> Given entries
____________
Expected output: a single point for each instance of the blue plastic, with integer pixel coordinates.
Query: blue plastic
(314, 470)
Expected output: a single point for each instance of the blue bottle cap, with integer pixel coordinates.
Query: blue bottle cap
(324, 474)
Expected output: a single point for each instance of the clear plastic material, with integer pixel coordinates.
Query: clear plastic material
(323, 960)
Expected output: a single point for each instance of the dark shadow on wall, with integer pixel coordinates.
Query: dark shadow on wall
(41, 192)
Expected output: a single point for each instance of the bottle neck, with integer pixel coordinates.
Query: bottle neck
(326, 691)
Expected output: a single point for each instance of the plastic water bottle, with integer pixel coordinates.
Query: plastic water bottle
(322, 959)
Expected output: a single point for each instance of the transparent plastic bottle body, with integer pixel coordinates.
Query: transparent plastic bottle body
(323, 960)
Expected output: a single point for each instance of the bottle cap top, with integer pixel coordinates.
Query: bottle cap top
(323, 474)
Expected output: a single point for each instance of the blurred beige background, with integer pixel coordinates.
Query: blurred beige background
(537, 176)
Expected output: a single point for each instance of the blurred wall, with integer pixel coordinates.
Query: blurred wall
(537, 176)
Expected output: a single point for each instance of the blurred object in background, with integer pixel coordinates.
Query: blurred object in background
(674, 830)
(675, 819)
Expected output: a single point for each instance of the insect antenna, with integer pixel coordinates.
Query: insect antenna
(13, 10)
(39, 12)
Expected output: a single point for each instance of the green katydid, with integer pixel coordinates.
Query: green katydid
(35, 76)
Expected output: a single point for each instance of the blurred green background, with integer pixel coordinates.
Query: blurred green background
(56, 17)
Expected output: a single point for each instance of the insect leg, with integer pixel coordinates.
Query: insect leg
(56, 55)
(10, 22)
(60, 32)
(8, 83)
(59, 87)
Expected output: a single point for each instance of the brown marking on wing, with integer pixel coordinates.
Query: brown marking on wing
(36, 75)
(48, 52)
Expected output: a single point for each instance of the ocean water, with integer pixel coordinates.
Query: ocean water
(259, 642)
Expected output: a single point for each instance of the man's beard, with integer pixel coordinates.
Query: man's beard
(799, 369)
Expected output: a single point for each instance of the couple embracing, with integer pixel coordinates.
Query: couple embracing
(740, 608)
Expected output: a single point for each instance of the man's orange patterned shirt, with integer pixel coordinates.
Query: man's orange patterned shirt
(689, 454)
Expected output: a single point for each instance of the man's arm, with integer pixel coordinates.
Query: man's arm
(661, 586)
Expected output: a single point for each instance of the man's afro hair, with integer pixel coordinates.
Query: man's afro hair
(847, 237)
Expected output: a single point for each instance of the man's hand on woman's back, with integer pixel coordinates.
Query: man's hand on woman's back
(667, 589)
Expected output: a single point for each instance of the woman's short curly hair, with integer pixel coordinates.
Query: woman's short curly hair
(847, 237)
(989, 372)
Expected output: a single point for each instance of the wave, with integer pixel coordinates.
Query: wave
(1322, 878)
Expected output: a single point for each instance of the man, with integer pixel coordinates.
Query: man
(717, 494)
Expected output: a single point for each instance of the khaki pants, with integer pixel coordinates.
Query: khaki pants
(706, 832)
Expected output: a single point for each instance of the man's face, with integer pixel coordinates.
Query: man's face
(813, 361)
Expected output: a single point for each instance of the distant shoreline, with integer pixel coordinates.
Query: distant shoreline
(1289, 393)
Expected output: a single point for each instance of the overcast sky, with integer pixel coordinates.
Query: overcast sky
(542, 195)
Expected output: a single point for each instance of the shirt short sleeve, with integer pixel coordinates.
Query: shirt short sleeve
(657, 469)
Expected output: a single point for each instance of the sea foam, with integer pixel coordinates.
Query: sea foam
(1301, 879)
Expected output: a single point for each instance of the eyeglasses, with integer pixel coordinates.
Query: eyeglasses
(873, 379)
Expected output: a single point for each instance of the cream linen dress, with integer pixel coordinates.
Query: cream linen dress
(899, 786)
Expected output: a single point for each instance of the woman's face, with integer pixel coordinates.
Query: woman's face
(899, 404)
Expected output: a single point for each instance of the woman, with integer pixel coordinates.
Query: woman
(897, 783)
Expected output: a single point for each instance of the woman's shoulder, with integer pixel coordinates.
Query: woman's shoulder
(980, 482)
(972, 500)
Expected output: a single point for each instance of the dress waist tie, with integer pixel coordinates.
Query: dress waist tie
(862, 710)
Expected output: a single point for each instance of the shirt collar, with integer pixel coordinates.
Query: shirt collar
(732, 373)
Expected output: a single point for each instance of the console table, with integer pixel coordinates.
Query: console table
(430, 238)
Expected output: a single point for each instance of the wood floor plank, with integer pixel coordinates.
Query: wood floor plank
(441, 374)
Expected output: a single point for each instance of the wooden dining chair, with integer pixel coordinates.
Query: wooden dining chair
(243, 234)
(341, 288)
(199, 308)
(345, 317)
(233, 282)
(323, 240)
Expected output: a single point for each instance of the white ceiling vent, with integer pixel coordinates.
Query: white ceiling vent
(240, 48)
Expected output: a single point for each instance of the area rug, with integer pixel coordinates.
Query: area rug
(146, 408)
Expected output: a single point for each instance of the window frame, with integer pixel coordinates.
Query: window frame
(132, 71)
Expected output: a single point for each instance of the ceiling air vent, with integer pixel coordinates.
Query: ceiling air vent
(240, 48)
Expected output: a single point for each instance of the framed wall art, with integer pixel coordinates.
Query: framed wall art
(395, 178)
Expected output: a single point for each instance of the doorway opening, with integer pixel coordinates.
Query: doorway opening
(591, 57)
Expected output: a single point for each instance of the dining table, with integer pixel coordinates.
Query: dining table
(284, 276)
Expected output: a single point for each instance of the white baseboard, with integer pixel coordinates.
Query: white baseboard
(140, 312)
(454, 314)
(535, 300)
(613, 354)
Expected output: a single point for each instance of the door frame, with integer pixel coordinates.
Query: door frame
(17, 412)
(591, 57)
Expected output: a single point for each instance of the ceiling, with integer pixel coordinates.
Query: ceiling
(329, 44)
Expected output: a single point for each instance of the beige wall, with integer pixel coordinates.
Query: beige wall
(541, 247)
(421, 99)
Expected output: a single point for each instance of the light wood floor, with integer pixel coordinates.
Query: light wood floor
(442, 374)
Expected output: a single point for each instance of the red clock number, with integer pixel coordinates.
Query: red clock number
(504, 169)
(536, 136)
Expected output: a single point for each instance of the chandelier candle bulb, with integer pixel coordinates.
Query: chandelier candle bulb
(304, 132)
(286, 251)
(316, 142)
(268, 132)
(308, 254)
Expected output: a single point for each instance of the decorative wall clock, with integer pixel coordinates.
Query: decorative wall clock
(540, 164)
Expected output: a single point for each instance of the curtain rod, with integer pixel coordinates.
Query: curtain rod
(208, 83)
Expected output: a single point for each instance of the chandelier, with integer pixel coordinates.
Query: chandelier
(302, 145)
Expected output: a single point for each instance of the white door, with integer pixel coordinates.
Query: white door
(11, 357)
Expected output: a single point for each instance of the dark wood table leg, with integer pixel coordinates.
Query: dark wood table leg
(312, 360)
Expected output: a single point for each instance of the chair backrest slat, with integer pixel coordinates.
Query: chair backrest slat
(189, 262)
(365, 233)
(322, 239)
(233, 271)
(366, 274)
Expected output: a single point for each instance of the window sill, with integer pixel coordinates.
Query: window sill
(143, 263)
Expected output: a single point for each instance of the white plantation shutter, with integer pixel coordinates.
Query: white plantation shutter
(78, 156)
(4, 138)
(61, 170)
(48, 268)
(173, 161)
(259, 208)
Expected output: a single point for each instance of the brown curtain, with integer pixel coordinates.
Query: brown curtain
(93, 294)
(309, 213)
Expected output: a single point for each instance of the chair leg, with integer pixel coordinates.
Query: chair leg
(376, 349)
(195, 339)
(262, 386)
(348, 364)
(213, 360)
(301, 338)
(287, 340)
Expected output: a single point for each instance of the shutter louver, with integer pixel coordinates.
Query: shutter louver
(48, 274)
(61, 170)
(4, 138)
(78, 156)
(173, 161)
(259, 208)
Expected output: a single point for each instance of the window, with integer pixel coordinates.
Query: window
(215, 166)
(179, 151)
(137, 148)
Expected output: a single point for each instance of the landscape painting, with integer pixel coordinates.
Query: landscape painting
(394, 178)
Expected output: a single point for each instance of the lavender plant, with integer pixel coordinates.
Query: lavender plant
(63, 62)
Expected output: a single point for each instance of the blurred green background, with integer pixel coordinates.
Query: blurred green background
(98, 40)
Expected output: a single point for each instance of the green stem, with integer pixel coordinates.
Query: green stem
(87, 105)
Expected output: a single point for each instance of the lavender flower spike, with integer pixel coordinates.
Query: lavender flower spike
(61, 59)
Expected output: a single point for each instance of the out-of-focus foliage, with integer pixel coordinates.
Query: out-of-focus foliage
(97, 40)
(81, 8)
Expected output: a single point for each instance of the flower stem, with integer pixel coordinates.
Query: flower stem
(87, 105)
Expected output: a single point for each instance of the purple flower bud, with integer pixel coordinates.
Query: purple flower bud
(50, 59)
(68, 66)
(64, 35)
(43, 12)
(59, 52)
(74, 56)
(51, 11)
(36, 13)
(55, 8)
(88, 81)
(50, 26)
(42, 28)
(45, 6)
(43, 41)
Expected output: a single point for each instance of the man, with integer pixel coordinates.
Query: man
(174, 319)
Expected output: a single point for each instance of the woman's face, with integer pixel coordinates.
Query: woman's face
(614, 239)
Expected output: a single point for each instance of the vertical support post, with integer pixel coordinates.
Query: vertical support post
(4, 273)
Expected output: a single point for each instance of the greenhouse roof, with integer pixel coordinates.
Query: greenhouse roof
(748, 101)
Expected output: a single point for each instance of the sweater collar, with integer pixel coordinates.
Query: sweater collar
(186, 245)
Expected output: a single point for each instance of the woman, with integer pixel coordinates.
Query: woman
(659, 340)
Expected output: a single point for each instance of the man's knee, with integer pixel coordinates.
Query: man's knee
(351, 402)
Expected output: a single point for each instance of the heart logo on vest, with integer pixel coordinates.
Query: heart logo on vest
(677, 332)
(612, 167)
____________
> What is being asked
Your answer should consist only of the lines from the one with "Expected output: a single point for each instance of the purple" through the end of the data above, reproduced exactly.

> Answer to this exercise
Expected output: a single point for each instance of the purple flower bud, with integer pixel coordinates.
Query: purple flower bud
(50, 59)
(68, 66)
(64, 35)
(43, 12)
(59, 52)
(74, 56)
(51, 11)
(36, 13)
(55, 8)
(88, 81)
(50, 26)
(42, 28)
(45, 6)
(43, 41)
Expected output: a single point for each instance of the man, with integer pixel coordinates.
Query: man
(174, 319)
Expected output: a single point for each instance of the woman's face, with integer pixel coordinates.
Query: woman's face
(614, 239)
Expected output: a single point for each instance of the vertical support post, with integer pixel coordinates.
Query: vertical support post
(4, 273)
Expected output: a single point for each instance of the greenhouse roof, with integer pixel coordinates.
Query: greenhouse roof
(748, 101)
Expected output: a single point for each instance of the sweater collar, with integer pixel coordinates.
Query: sweater collar
(186, 245)
Expected output: a single point for each instance of the woman, with integer pixel coordinates.
Query: woman
(659, 340)
Expected output: a single point for each instance of the man's knee, with integer pixel coordinates.
Query: man's knee
(351, 402)
Expected output: a single point for each instance of the heart logo on vest, with integer pixel coordinates.
Query: heart logo on vest
(677, 332)
(612, 167)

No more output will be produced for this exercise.